» **Task 1**
From the article on Ryan McCormick, quote everything from "Photo Courtesy of" down to "in Farmington, Utah.".
» **Task 2**
Using the article on Ryan McCormick, answer each question:
(a) Where was the King & Bear Classic played?
(b) How many years did Bill Britton spend on the PGA Tour?
(c) Where did McCormick finish at the 2019 Met Open?
» **Task 3**
List every golf tournament named in the article on Ryan McCormick.

Photo Courtesy of Korn Ferry Tour

A conversation with Bill Britton, a former PGA Tour professional and current teaching professional at Trump National – Colts Neck has seemingly made a huge impact on the career of Ryan McCormick, currently a rising star in the PGA Tour’s Korn Ferry Tour.

Thanks to his recent outstanding play, McCormick has upgraded his status on the Korn Ferry Tour (formerly known as the Tour) to where he is basically an automatic qualifier at any event he prefers to enter. Last week he finished tied for sixth in the King & Bear Classic in St. Augustine, Fla., and is currently competing this weekend in the Utah Championship in Farmington, Utah. 

McCormick traces his recent success back to a chance meeting with Britton at the 2019 Met Open at Piping Rock Club in Locust Valley, N.Y. There, McCormick finished tied for third and Britton, who spent 15 years on the PGA Tour and is the head men’s golf coach at Monmouth University as well as director of instruction at Trump National in Colts Neck, was tied for 51st.

» **Data supplied**
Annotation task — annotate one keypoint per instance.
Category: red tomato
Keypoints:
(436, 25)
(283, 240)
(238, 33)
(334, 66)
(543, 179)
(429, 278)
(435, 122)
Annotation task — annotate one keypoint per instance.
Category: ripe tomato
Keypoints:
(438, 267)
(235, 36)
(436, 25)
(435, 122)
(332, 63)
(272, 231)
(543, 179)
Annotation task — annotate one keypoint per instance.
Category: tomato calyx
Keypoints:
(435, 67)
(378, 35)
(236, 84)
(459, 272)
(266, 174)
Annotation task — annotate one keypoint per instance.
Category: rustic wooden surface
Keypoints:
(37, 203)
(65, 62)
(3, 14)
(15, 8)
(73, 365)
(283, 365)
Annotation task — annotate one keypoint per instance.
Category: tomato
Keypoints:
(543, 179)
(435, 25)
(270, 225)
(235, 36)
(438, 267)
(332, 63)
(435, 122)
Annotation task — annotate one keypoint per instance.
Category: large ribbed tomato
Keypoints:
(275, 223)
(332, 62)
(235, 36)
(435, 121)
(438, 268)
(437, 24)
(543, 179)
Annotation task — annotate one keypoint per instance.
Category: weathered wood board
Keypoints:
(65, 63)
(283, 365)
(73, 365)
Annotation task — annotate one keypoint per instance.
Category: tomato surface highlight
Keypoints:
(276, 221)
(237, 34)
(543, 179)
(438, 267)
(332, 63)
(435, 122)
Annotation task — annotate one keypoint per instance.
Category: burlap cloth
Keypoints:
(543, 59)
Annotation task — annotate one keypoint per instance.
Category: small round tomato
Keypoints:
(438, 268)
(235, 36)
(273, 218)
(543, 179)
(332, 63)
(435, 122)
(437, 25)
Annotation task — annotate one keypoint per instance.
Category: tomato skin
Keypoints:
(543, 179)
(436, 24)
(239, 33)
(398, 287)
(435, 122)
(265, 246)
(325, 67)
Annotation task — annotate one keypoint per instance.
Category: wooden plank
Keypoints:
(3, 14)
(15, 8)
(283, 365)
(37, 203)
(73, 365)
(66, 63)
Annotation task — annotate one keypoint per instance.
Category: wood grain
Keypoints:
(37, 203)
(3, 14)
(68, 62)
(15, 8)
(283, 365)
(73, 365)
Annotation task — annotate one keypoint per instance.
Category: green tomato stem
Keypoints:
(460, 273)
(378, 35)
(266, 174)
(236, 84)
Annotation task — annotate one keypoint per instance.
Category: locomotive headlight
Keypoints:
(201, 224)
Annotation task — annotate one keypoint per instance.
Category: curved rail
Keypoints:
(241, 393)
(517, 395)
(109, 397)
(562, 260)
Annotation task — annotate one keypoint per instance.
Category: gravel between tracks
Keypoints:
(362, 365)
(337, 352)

» **Response box 1**
Photo Courtesy of Korn Ferry Tour

A conversation with Bill Britton, a former PGA Tour professional and current teaching professional at Trump National – Colts Neck has seemingly made a huge impact on the career of Ryan McCormick, currently a rising star in the PGA Tour’s Korn Ferry Tour.

Thanks to his recent outstanding play, McCormick has upgraded his status on the Korn Ferry Tour (formerly known as the Tour) to where he is basically an automatic qualifier at any event he prefers to enter. Last week he finished tied for sixth in the King & Bear Classic in St. Augustine, Fla., and is currently competing this weekend in the Utah Championship in Farmington, Utah.

» **Response box 2**
(a) St. Augustine, Fla.
(b) 15 years
(c) Tied for third

» **Response box 3**
- King & Bear Classic
- Utah Championship
- 2019 Met Open